***** Provided entries *****

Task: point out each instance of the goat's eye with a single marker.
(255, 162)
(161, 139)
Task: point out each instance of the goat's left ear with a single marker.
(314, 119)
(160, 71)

*****

Stated problem.
Please set down every one of the rows above again, word for word and in the same order, changing nothing.

Result of the exercise.
Task: point out each instance of the goat's eye with a single marker.
(255, 162)
(161, 139)
Task: point out each instance of the goat's left ear with a single marker.
(314, 119)
(160, 71)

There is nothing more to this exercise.